= TASK DIRECTIONS =
Your answer must be the exact lines from the one holding "Phrase: wet asphalt road" through the end of the entries, with no pictures.

─── RECORDS FOR THE EXERCISE ───

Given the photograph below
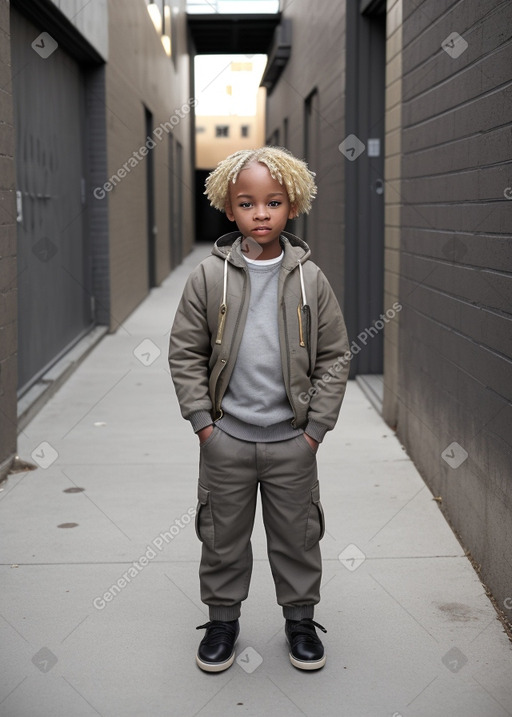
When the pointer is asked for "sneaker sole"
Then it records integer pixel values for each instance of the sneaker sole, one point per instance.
(310, 665)
(217, 666)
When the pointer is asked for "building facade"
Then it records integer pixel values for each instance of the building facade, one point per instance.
(404, 111)
(97, 186)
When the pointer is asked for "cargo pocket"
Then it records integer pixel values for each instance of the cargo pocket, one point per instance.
(204, 517)
(315, 525)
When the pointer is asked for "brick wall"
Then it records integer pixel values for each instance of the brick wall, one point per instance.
(8, 269)
(455, 414)
(317, 63)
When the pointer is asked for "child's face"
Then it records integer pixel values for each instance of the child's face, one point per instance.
(260, 207)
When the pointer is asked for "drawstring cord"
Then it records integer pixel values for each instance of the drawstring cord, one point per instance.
(223, 308)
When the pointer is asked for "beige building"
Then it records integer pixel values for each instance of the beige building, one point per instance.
(219, 136)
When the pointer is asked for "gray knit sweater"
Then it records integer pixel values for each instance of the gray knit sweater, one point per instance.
(255, 404)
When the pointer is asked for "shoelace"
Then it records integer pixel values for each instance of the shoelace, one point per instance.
(218, 631)
(305, 629)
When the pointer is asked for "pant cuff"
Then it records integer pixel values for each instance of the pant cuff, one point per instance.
(225, 612)
(298, 612)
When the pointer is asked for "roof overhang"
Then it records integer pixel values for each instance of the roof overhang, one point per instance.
(223, 34)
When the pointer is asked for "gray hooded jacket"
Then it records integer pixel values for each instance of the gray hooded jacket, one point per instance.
(210, 321)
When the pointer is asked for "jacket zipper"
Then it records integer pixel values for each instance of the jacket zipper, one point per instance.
(288, 361)
(301, 333)
(220, 332)
(221, 322)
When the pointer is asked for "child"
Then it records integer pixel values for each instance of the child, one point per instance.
(258, 358)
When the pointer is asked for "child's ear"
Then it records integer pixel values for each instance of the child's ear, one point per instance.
(229, 211)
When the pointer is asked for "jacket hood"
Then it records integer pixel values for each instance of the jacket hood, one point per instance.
(296, 251)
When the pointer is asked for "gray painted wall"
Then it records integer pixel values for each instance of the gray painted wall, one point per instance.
(90, 19)
(455, 370)
(8, 267)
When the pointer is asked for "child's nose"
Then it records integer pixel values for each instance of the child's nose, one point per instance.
(261, 211)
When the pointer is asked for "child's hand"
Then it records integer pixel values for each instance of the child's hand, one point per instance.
(314, 444)
(204, 433)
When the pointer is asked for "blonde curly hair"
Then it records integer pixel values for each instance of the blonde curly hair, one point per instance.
(289, 171)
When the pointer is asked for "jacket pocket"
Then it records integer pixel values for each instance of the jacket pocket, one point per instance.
(315, 524)
(204, 517)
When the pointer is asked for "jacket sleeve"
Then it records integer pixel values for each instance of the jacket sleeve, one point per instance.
(330, 373)
(189, 353)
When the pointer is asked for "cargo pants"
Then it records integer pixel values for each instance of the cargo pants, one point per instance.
(229, 473)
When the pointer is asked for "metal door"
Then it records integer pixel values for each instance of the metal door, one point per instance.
(363, 148)
(54, 306)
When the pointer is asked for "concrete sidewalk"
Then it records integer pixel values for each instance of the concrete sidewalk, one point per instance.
(99, 561)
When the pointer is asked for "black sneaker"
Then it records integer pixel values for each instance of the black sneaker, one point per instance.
(216, 651)
(306, 649)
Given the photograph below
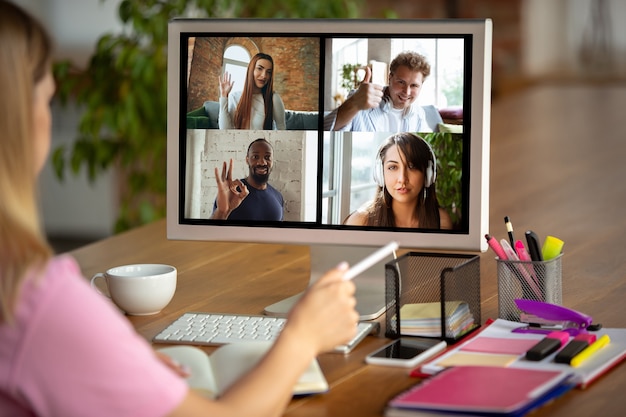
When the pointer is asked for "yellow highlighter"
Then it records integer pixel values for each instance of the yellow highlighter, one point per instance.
(552, 247)
(590, 350)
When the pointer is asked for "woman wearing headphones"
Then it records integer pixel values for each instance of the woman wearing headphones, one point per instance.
(405, 172)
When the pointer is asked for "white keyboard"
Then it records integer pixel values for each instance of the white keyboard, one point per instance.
(218, 329)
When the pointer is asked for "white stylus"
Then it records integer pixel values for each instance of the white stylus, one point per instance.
(371, 260)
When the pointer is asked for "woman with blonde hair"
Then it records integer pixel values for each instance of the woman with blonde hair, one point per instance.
(258, 106)
(65, 350)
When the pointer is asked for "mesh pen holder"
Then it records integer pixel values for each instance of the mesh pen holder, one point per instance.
(531, 280)
(432, 286)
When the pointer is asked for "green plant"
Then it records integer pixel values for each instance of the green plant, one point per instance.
(123, 95)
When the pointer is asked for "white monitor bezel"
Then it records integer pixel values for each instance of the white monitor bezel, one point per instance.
(478, 205)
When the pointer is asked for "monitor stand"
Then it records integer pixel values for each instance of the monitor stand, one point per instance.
(370, 285)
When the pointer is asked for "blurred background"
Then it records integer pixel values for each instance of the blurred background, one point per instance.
(534, 41)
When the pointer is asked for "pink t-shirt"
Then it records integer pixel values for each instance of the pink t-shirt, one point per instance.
(70, 353)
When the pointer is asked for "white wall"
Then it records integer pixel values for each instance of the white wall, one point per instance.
(555, 32)
(75, 208)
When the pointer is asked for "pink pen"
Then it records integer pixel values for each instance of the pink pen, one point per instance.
(495, 247)
(521, 251)
(523, 255)
(525, 275)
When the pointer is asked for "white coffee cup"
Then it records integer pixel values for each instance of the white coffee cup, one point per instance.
(139, 289)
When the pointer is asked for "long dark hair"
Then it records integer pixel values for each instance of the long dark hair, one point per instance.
(244, 108)
(418, 153)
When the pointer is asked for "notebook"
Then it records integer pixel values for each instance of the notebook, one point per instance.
(482, 390)
(492, 340)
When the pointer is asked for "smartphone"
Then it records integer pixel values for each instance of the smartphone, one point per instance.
(406, 352)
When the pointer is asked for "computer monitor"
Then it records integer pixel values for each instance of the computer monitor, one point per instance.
(324, 168)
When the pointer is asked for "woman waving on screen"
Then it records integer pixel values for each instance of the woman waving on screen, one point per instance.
(405, 172)
(257, 106)
(65, 350)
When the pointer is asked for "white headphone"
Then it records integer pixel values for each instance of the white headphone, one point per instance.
(430, 176)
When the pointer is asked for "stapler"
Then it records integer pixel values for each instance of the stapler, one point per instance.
(544, 318)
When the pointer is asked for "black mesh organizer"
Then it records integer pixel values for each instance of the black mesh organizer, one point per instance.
(428, 286)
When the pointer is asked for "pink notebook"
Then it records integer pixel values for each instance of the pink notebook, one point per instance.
(481, 389)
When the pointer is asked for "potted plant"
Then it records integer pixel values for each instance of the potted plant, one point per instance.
(123, 95)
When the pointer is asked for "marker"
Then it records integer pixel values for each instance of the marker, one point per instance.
(371, 260)
(590, 350)
(509, 230)
(573, 348)
(527, 281)
(521, 251)
(534, 247)
(551, 343)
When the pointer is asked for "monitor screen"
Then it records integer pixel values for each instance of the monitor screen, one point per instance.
(329, 133)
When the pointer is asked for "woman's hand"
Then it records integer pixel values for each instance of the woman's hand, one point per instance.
(226, 85)
(325, 316)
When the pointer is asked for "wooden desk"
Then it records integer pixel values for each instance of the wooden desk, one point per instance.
(557, 167)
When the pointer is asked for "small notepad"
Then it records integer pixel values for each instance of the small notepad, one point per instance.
(482, 389)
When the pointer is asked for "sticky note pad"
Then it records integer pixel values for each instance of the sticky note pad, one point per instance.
(470, 358)
(499, 345)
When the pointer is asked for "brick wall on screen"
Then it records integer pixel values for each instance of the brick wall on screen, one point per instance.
(296, 62)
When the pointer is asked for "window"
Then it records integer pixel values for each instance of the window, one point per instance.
(236, 59)
(444, 86)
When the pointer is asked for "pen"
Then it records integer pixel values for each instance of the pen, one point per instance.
(495, 247)
(509, 230)
(527, 281)
(534, 248)
(371, 260)
(590, 350)
(524, 256)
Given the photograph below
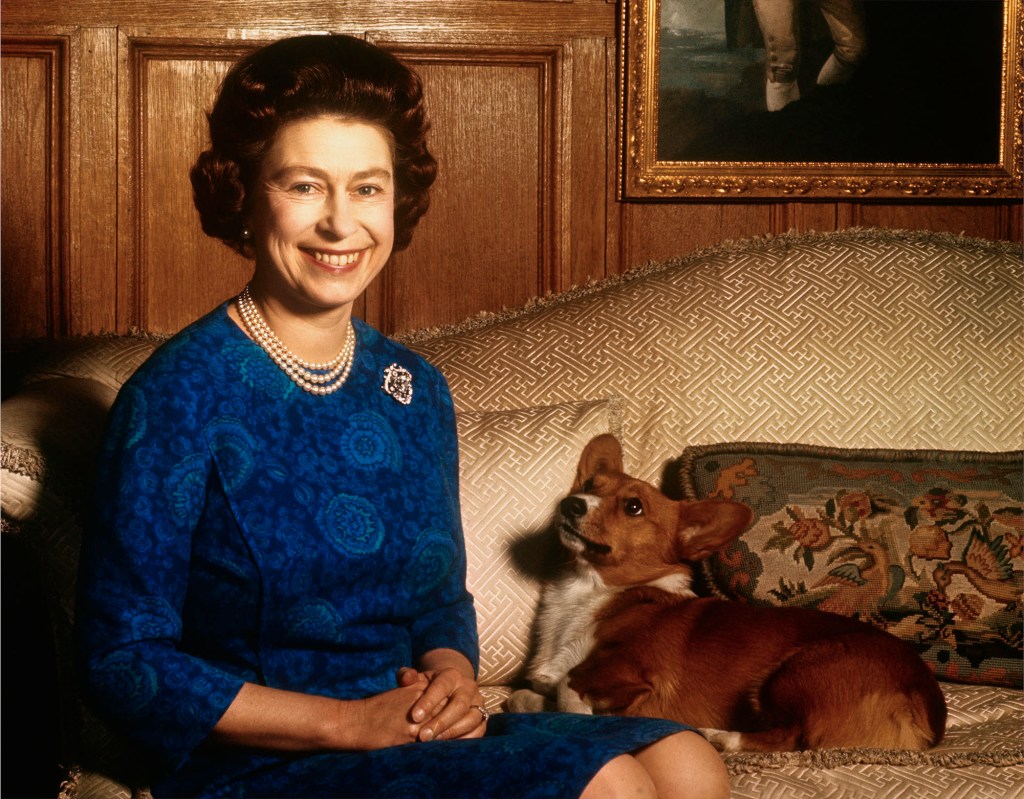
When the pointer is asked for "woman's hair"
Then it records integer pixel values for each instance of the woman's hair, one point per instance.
(298, 78)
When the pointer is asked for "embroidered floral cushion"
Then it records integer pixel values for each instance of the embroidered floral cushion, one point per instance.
(924, 544)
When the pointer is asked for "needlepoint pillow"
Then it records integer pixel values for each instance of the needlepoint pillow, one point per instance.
(515, 466)
(924, 544)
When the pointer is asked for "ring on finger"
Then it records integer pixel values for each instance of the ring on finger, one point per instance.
(483, 711)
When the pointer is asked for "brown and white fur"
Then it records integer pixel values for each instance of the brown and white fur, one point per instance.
(623, 632)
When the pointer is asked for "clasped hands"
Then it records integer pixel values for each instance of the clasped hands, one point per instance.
(449, 705)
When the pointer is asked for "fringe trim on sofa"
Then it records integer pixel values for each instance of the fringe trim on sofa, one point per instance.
(786, 241)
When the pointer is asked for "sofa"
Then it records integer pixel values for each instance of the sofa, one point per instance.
(861, 390)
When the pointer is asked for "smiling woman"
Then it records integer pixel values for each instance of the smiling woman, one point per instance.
(272, 597)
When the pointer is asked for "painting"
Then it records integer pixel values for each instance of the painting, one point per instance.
(820, 99)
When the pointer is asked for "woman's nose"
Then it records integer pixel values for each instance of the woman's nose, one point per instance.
(339, 217)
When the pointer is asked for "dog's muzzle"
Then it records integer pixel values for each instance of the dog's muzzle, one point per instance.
(572, 509)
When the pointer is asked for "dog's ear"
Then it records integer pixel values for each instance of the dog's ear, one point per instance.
(707, 526)
(603, 453)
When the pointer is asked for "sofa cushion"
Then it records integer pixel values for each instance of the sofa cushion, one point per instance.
(925, 544)
(515, 466)
(859, 338)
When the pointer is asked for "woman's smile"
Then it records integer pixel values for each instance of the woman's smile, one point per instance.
(334, 260)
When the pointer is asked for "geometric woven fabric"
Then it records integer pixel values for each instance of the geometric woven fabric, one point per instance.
(860, 338)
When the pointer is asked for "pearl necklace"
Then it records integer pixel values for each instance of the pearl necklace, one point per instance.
(318, 379)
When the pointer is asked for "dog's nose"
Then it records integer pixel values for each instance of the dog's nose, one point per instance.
(572, 507)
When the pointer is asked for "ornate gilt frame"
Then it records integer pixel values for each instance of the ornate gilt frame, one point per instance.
(643, 176)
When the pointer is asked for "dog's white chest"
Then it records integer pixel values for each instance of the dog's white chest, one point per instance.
(565, 627)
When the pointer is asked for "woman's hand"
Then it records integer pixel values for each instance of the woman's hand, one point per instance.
(451, 705)
(386, 719)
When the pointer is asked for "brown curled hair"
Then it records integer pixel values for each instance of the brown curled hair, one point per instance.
(298, 78)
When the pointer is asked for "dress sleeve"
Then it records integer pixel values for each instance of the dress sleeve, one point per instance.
(134, 573)
(452, 621)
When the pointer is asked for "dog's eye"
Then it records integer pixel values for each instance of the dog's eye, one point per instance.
(633, 507)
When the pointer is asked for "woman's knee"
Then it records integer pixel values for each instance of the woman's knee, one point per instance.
(685, 765)
(621, 778)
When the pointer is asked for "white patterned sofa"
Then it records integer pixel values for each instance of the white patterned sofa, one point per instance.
(879, 341)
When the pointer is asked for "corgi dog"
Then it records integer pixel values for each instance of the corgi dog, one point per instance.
(622, 632)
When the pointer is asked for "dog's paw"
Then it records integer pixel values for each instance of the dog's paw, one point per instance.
(526, 701)
(723, 740)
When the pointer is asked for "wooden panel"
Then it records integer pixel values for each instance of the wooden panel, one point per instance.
(173, 272)
(654, 232)
(413, 17)
(486, 241)
(34, 219)
(93, 182)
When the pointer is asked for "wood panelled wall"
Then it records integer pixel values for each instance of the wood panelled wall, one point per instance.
(102, 114)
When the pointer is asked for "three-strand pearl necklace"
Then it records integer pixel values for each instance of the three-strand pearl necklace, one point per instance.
(315, 378)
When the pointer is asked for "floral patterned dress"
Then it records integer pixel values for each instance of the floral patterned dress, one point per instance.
(248, 531)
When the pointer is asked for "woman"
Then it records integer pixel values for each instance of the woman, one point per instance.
(272, 600)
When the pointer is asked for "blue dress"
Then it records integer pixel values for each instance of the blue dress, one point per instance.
(248, 531)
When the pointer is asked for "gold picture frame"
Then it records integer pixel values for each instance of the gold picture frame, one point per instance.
(984, 140)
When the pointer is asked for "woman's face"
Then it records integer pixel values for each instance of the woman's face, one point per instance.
(323, 214)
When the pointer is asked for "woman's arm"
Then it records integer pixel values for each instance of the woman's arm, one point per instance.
(285, 720)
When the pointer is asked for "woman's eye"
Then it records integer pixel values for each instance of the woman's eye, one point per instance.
(633, 507)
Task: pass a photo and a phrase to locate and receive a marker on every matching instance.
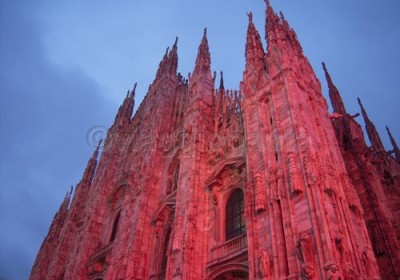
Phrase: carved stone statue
(308, 271)
(265, 264)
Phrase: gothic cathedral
(209, 183)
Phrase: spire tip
(250, 15)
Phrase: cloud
(45, 114)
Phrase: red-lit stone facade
(209, 183)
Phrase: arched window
(164, 261)
(115, 227)
(235, 224)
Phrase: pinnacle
(334, 95)
(254, 49)
(203, 60)
(221, 83)
(250, 15)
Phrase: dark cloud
(45, 114)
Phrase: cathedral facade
(209, 183)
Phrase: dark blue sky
(66, 67)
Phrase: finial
(359, 102)
(250, 15)
(99, 144)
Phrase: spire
(394, 144)
(254, 48)
(91, 166)
(373, 135)
(169, 63)
(221, 82)
(334, 95)
(203, 61)
(278, 31)
(126, 109)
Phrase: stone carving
(296, 184)
(308, 271)
(206, 130)
(260, 193)
(265, 265)
(305, 248)
(331, 272)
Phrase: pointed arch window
(235, 224)
(164, 260)
(115, 227)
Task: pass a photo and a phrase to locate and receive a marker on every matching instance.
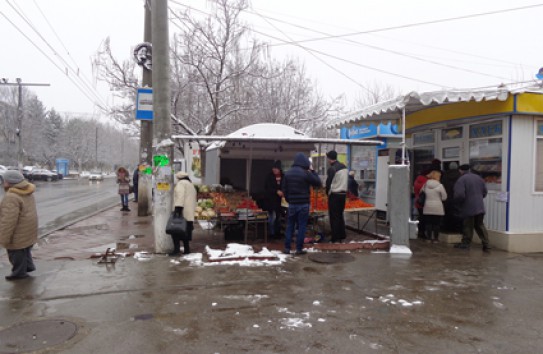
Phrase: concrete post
(163, 156)
(146, 132)
(398, 206)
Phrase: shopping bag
(176, 225)
(422, 198)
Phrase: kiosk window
(539, 157)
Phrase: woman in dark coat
(273, 196)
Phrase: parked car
(43, 175)
(60, 176)
(96, 176)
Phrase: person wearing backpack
(433, 209)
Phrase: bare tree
(122, 80)
(211, 49)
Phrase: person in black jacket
(273, 195)
(296, 188)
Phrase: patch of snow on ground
(242, 255)
(143, 256)
(292, 323)
(400, 249)
(390, 298)
(253, 299)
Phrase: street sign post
(144, 104)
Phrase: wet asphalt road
(62, 202)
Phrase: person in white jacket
(184, 204)
(433, 207)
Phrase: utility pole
(96, 149)
(146, 131)
(18, 131)
(163, 156)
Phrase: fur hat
(13, 177)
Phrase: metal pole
(146, 132)
(96, 148)
(19, 125)
(403, 136)
(163, 158)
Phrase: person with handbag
(123, 180)
(184, 205)
(433, 209)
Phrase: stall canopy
(256, 144)
(393, 110)
(397, 109)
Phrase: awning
(392, 110)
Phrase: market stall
(497, 131)
(236, 165)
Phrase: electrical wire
(84, 85)
(330, 55)
(403, 54)
(410, 25)
(319, 59)
(51, 60)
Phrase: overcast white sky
(464, 53)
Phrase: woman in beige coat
(18, 224)
(433, 206)
(184, 203)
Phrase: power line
(320, 59)
(328, 55)
(49, 58)
(407, 55)
(415, 24)
(358, 64)
(89, 89)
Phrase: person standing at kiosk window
(336, 189)
(296, 187)
(274, 193)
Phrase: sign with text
(144, 104)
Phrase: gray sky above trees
(409, 45)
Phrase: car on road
(96, 176)
(43, 175)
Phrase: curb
(76, 220)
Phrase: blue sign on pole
(144, 104)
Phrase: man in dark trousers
(469, 192)
(336, 189)
(274, 194)
(296, 188)
(135, 182)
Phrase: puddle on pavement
(90, 227)
(132, 237)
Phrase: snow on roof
(262, 130)
(414, 101)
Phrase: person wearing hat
(18, 224)
(184, 204)
(451, 221)
(336, 189)
(469, 192)
(123, 180)
(296, 188)
(272, 199)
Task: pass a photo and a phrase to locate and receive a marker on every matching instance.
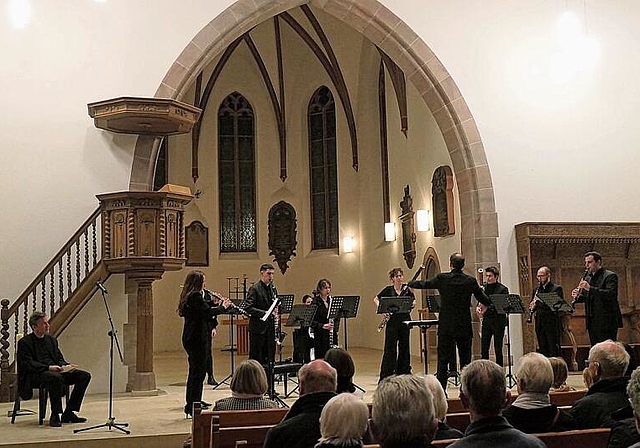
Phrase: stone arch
(479, 222)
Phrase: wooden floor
(160, 418)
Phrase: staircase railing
(52, 287)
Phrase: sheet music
(270, 310)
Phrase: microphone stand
(113, 335)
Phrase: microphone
(102, 288)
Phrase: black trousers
(396, 358)
(599, 334)
(493, 327)
(55, 381)
(548, 333)
(447, 355)
(197, 357)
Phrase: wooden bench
(244, 436)
(203, 421)
(558, 398)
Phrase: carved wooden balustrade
(72, 269)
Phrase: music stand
(300, 316)
(424, 326)
(334, 314)
(232, 311)
(508, 304)
(349, 310)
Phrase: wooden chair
(584, 438)
(43, 395)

───

= ANSWER FOR THIS EXERCISE =
Phrase: wet asphalt road
(62, 202)
Phrase: person in white jacket
(184, 204)
(433, 207)
Phrase: utility pole
(96, 149)
(146, 131)
(18, 131)
(163, 156)
Phrase: fur hat
(13, 177)
Phrase: metal pole
(146, 132)
(96, 148)
(19, 125)
(403, 136)
(163, 158)
Phrase: person with handbag
(123, 180)
(184, 205)
(433, 209)
Phrase: stall canopy
(256, 144)
(393, 110)
(397, 109)
Phrase: awning
(392, 110)
Phrase: market stall
(497, 131)
(236, 165)
Phrase: electrical wire
(84, 85)
(330, 55)
(403, 54)
(410, 25)
(319, 59)
(51, 60)
Phrase: overcast white sky
(464, 53)
Phrase: woman in beige coat
(18, 224)
(433, 206)
(184, 203)
Phrase: power line
(320, 59)
(328, 55)
(49, 58)
(407, 55)
(415, 24)
(358, 64)
(89, 89)
Phrase: person standing at kiosk window
(336, 189)
(296, 187)
(274, 193)
Phrase: sign with text
(144, 104)
Phrase: gray sky above trees
(409, 45)
Phrase: car on road
(96, 176)
(43, 175)
Phrase: curb
(76, 220)
Phrase: blue sign on pole
(144, 104)
Phrase: man in dark trousers
(469, 192)
(336, 189)
(274, 194)
(296, 188)
(135, 182)
Phrase: puddle on pavement
(90, 227)
(132, 237)
Phrase: snow on roof
(262, 130)
(414, 101)
Phrase: person wearing hat
(18, 224)
(184, 204)
(451, 221)
(336, 189)
(469, 192)
(123, 180)
(296, 188)
(272, 199)
Task: pass a photo and a phrase to locate and receive a marker on every matching instance.
Phrase: stone arch
(479, 222)
Phrase: wooden floor
(160, 418)
Phrase: staircase railing
(52, 287)
Phrase: sheet music
(270, 310)
Phrase: microphone stand
(113, 335)
Phrase: microphone
(102, 288)
Phrase: black trousers
(396, 358)
(599, 334)
(493, 327)
(55, 381)
(548, 333)
(447, 355)
(197, 357)
Phrase: wooden bench
(244, 436)
(203, 421)
(558, 398)
Phrase: carved wooden balustrade
(72, 269)
Phrase: music stand
(300, 316)
(424, 326)
(334, 314)
(232, 311)
(508, 304)
(349, 310)
Phrase: wooden chair
(584, 438)
(43, 395)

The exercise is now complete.